■ **GIVEN PASSAGE**
○ ○ ○ ○ ○
DES MOINES, IA (April 26, 2012 - Boston Globe)—The announcement that mad cow disease was spotted in a California cow drew a rapid response this week from the beleaguered American beef industry, which has been enduring one crisis after another for more than a year.
First, a severe drought in the Southwest cut cattle herd numbers to their lowest level in more than 60 years. Then an intense controversy erupted over a common type of filler known as "pink slime," hurting ground beef sales. The industry was just regaining its footing when the word of the mad cow discovery came Tuesday.
"They say things happen in threes, so hopefully this is the last one," said Buck Wehrbein, who manages a feeding operation in Mead, Neb.
The infected dairy cow, only the fourth ever discovered in the United States, was found as part of an Agriculture Department program that tests about 40,000 cows a year for the fatal brain disease. The animal apparently acquired the infection from a random mutation, not from eating infected cattle feed.
It was the first new case of mad cow disease in the U.S. since 2006 and came just as beef exports finally were recovering from an outbreak in 2003. With billions of dollars at risk, the USDA and other government officials responded quickly, explaining consumers never were at risk because none of the animal's meat was bound for the food supply.
"It looks like that system is working, and for those of us in the business, that's a relief," Wehrbein said.
○ ○ ○ ○ ○
■ **HOW TO COMPLETE THIS TASK**
Reproduce verbatim the portion of the mad cow article from "It was the first" up to and including "the food supply.".
○ ○ ○ ○ ○
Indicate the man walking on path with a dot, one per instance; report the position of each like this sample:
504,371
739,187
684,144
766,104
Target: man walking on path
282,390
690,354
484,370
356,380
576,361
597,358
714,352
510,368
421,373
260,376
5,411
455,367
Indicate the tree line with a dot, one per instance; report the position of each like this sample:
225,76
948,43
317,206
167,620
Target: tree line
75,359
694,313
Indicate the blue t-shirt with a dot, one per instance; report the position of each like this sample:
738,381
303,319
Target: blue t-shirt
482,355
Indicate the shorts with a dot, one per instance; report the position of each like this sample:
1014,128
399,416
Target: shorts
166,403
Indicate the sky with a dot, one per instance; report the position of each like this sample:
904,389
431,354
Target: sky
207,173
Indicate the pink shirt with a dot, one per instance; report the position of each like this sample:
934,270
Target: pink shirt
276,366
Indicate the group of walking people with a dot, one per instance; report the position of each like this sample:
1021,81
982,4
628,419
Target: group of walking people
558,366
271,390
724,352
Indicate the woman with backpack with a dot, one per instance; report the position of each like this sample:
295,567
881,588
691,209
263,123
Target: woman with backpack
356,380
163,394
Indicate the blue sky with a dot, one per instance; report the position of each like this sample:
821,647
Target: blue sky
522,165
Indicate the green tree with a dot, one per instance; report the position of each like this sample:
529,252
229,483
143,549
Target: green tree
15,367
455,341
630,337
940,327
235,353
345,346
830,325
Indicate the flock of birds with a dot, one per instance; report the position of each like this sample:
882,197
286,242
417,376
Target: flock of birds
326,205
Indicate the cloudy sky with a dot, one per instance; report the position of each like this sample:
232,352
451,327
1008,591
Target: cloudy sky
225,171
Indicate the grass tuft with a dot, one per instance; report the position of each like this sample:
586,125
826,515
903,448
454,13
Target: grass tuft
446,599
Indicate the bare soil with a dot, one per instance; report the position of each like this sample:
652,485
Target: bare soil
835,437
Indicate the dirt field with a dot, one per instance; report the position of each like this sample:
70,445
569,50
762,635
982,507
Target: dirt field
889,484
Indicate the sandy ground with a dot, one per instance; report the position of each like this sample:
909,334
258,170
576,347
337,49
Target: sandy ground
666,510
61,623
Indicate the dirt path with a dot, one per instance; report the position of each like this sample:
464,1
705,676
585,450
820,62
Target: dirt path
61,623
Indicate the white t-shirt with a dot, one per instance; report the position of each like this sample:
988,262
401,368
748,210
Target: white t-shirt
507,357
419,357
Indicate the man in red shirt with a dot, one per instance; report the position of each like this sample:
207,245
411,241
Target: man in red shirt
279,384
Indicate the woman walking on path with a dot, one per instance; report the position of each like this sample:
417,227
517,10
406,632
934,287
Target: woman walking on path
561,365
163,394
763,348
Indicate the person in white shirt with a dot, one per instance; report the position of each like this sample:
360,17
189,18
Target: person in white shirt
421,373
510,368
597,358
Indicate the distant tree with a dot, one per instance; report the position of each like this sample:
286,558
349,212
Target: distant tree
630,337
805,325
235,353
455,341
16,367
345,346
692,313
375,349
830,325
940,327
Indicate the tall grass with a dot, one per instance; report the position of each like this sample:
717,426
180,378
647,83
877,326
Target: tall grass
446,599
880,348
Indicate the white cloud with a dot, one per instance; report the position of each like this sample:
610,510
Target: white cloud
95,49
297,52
○ ○ ○ ○ ○
■ **RESULT FOR THIS EXERCISE**
It was the first new case of mad cow disease in the U.S. since 2006 and came just as beef exports finally were recovering from an outbreak in 2003. With billions of dollars at risk, the USDA and other government officials responded quickly, explaining consumers never were at risk because none of the animal's meat was bound for the food supply.